-- start of RECORDS SUPPLIED --

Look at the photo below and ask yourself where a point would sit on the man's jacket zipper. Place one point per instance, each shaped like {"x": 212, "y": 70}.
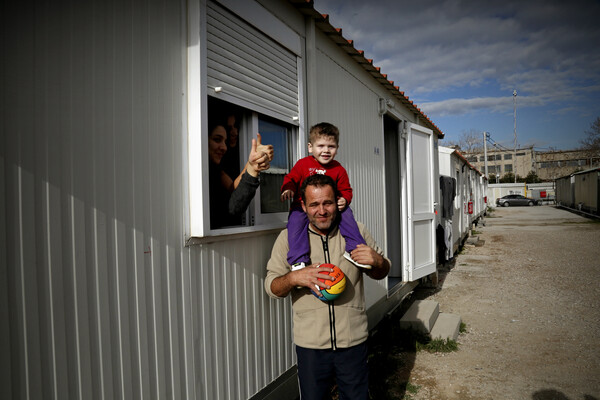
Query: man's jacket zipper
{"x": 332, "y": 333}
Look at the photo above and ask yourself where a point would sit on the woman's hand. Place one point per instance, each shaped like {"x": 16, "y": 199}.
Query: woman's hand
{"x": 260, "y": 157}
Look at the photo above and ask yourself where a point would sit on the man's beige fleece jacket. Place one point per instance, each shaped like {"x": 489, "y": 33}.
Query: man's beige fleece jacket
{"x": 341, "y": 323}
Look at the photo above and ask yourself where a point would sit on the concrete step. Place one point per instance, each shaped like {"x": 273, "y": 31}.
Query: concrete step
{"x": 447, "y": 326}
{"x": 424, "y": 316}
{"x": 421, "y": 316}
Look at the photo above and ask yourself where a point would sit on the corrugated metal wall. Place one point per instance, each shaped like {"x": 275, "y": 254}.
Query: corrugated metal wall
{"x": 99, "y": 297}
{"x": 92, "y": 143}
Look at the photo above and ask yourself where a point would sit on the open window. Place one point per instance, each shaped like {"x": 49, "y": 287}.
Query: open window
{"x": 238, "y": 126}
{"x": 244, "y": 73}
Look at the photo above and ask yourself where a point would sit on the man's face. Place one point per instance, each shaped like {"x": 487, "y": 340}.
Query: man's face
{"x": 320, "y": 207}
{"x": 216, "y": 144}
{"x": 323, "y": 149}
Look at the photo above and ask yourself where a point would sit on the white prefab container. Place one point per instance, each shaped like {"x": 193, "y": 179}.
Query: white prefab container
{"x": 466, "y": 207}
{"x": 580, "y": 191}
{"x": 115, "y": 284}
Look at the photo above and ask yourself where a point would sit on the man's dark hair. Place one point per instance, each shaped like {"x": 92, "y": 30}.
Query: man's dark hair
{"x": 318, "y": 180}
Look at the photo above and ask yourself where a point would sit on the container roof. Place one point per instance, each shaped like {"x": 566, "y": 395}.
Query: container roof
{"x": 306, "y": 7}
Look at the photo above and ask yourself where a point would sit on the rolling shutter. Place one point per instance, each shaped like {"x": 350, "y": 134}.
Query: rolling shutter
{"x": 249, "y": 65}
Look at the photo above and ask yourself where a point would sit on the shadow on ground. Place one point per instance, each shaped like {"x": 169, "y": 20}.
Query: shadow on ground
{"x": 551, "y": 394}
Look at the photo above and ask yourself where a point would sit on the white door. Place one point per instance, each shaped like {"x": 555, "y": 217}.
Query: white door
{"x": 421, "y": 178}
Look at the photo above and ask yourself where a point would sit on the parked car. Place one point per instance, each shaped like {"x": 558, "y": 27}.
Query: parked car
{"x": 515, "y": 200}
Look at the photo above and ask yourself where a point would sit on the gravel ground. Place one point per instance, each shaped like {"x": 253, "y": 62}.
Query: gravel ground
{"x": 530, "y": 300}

-- end of RECORDS SUPPLIED --
-- start of RECORDS SUPPLIED --

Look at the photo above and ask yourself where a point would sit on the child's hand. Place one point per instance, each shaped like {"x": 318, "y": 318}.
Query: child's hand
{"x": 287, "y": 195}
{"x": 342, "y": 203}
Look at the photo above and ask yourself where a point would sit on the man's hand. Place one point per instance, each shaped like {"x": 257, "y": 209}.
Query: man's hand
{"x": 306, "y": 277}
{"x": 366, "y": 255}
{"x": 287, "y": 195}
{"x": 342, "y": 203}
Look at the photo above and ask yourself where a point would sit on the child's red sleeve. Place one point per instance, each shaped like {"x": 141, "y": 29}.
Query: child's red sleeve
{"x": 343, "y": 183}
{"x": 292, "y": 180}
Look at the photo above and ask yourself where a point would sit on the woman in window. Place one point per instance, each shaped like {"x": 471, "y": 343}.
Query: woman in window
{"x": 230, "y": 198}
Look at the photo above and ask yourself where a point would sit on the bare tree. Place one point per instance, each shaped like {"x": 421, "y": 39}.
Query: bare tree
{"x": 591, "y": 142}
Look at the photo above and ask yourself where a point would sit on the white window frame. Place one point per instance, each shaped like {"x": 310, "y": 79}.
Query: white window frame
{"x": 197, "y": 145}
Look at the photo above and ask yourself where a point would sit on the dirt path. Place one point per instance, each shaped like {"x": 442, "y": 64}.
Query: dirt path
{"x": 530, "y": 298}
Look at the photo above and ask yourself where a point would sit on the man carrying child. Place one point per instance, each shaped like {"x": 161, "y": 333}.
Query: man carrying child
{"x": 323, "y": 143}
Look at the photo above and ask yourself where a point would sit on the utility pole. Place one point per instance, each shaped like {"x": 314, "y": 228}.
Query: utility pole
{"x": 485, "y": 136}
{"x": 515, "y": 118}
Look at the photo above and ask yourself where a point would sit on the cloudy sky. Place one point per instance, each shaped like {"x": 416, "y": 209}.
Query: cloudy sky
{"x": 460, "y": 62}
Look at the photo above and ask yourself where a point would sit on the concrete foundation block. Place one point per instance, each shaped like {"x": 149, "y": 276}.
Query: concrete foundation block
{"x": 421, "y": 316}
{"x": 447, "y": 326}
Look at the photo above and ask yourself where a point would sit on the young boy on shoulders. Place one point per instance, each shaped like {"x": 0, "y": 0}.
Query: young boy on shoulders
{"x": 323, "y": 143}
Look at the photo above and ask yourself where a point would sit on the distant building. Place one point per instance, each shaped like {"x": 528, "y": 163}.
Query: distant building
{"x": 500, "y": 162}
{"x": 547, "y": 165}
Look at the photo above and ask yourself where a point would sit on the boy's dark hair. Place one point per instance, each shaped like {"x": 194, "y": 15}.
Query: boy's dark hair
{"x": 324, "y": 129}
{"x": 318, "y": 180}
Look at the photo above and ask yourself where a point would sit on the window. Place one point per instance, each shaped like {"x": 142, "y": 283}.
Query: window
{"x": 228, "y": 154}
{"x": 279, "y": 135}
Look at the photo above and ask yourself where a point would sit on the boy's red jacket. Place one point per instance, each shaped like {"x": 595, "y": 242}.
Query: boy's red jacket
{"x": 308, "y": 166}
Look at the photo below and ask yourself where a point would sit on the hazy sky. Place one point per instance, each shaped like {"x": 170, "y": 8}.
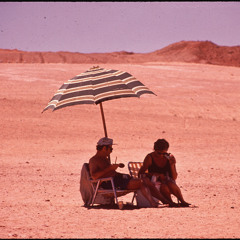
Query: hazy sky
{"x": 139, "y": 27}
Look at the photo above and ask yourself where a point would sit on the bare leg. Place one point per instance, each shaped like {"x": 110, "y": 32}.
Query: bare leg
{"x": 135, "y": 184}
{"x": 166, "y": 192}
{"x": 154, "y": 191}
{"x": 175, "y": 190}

-- end of RECORDS SUPPLIED --
-- start of RECORDS SUPPLIED --

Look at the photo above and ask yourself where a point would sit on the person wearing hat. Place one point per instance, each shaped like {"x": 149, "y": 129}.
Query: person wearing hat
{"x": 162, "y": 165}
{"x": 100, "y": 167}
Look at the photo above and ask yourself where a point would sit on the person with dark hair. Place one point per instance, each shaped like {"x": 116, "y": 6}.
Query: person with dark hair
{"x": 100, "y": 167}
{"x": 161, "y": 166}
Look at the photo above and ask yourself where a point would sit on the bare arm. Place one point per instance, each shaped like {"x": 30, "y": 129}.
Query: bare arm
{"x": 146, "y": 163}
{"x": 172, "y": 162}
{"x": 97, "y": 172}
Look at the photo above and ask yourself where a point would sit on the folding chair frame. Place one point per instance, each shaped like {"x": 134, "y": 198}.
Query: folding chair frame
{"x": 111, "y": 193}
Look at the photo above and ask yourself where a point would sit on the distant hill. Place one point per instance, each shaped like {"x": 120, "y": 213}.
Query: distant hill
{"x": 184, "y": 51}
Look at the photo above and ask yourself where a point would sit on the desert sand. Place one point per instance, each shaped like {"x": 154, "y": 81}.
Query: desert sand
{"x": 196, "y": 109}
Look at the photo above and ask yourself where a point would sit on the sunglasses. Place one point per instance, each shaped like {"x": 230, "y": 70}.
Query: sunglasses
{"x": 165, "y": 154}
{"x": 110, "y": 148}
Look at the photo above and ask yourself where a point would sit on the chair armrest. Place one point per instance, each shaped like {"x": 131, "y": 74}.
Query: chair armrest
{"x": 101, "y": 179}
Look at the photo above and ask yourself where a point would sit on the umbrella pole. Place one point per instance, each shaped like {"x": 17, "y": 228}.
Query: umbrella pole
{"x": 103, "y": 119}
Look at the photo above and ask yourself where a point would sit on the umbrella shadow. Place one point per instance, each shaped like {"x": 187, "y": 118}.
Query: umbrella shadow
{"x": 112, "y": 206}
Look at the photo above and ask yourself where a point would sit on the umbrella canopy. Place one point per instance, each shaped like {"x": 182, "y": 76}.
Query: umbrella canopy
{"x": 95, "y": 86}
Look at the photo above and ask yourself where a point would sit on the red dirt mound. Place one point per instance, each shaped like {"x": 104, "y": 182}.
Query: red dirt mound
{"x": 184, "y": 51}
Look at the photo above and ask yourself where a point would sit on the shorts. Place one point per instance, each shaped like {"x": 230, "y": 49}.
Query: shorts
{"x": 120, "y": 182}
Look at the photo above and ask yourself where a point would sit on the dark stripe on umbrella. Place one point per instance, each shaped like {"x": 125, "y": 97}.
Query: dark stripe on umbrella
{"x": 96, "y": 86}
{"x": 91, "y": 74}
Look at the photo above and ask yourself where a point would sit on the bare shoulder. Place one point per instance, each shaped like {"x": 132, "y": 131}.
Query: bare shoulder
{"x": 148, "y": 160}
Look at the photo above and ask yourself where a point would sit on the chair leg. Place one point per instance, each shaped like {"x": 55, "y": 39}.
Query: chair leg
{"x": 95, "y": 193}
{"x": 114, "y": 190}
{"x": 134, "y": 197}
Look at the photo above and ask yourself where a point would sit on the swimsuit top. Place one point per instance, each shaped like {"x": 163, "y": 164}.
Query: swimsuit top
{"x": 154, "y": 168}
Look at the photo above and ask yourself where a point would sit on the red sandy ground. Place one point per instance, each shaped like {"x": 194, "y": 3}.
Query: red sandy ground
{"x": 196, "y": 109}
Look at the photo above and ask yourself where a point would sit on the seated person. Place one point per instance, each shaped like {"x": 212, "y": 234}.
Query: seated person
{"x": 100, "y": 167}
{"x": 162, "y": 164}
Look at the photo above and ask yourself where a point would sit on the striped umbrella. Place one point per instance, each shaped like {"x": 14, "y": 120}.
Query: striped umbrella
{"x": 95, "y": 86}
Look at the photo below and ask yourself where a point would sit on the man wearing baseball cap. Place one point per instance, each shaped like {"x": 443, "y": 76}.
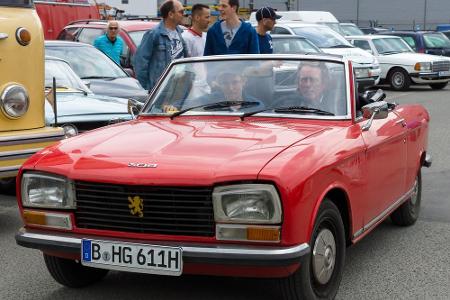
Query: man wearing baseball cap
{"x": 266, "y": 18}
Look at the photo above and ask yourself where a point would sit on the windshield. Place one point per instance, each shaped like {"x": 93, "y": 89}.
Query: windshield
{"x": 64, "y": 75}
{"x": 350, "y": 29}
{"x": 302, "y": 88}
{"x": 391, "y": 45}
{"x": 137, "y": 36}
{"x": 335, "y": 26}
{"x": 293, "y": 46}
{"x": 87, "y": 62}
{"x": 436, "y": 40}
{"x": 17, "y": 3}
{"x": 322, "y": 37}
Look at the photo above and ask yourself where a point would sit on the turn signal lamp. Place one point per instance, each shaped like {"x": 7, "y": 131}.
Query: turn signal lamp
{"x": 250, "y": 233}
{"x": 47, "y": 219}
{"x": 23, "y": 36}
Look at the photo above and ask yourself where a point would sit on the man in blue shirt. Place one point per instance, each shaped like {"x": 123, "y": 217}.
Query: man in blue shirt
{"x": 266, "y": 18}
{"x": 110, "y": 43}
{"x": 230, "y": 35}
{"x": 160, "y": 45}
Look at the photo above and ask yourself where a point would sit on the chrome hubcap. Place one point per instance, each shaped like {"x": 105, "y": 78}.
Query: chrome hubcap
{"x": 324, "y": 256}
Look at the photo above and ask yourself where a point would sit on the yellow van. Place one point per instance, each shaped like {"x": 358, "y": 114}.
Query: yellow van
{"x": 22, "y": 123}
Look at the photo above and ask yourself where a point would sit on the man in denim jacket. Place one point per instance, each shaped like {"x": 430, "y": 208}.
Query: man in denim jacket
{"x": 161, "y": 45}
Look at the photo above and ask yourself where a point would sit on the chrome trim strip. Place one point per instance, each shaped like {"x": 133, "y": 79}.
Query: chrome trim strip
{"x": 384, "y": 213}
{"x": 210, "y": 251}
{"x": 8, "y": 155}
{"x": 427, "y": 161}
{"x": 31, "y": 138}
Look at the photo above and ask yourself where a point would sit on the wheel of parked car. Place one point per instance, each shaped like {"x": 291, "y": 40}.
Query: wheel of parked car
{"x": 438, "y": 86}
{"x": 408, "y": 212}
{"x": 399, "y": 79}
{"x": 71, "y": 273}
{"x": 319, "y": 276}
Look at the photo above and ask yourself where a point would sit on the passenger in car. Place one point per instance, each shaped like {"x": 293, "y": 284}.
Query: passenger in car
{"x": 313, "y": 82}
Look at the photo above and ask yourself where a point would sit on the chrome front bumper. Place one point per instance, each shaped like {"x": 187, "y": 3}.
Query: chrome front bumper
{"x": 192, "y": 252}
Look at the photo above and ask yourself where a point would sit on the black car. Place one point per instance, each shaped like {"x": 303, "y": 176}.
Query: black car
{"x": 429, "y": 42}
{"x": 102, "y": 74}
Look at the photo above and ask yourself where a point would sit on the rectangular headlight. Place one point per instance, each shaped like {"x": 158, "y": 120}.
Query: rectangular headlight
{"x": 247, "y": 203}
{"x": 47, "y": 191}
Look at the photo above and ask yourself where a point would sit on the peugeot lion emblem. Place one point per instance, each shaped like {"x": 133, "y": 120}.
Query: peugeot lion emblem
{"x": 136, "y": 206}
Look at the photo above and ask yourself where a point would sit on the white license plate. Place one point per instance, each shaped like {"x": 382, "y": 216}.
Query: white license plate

-- end of RECORDS SUPPLIED --

▸ **DIRECTIONS**
Put the entries from the line containing "the white license" through the line containing "Query: white license plate" into a Markdown table with the columns Row and Line. Number each line under Row, give the line itself under Line, and skip any blank lines.

▸ **OUTPUT FOR THIS EXERCISE**
| Row | Line |
|---|---|
| 1 | Look at the photo above and ask yourself where a point would sit on the white license plate. Place one point per instance, each shaped like {"x": 382, "y": 216}. |
| 2 | Query: white license plate |